Reproduce the passage of the album review from "Like my dad" to "the entire festival.", with both of those words included.

Reading passage —

—————

The sound quality of the soundtrack is surprisingly good for a live album, especially one recorded under the circumstances of this one. The festival was a mess and, at times, the soundtrack reflects that. But Woodstock pretty much summarizes the second half of the sixties, both musically and culturally. I can't imagine not having this album somewhere in my collection.
We've reviewed some compilation albums and soundtracks already, and I've found that it's kind of hard for me to fully get into some of them because they aren't as cohesive as an actual album by one particular band. This Woodstock compilation is kind of a different monster though. Technically, it's a compilation just featuring a bunch of bands that played the festival, but with it all being recorded in the same place, it has a certain cohesiveness to it that makes it not feel jumbled like a typical soundtrack usually is.
Like my dad said, there isn't really much to say about Woodstock because it's all been said before. It was a legendary concert that will be talked about forever. Everyone's seen or heard the notable performances, like Jimi Hendrix's "Star Spangled Banner" which is arguably the best performance of the entire festival.
My only real gripe with this is its length. Obviously, I understand why the people who put this comp together made it this long (in fact, it easily could have been longer) but my attention span was barely hanging on near the end.
Wednesday, August 20, 2014
Once again, I'm faced with the problem of not having the vocabulary to really discuss jazz.
However, what I can say about this Miles Davis record is that it surprised me. I really like "Kind of Blue" and expected more of the same, but this album has a wilder, sometimes almost uncontrolled feel to it. The sounds are deep and strong. In technical terms, this record is "freaking awesome."

—————

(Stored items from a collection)

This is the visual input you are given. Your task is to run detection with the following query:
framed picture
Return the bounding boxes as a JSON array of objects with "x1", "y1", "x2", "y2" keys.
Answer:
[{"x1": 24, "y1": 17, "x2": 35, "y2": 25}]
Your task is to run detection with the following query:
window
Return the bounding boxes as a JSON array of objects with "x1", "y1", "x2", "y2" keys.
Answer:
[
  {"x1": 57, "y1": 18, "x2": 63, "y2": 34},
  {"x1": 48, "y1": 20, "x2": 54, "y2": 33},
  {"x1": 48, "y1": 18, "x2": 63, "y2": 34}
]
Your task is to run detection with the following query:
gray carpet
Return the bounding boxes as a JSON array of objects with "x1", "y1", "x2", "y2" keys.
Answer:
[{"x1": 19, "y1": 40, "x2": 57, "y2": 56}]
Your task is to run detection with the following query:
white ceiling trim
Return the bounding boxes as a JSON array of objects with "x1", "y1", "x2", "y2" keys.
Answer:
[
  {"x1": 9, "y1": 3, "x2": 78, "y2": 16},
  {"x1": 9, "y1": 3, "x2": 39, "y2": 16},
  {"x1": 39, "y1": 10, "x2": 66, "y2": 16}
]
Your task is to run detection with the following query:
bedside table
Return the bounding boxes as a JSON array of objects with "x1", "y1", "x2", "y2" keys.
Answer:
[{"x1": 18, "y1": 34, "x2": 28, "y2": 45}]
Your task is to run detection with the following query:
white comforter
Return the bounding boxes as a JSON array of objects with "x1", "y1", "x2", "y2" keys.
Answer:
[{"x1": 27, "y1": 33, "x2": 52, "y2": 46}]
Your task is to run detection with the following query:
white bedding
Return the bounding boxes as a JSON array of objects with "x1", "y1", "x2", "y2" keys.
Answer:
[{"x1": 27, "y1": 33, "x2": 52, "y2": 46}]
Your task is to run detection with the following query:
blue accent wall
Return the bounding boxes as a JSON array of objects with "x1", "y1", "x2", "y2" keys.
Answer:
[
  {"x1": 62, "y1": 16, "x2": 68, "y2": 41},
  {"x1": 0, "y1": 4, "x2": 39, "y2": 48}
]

—————

Reply —
Like my dad said, there isn't really much to say about Woodstock because it's all been said before. It was a legendary concert that will be talked about forever. Everyone's seen or heard the notable performances, like Jimi Hendrix's "Star Spangled Banner" which is arguably the best performance of the entire festival.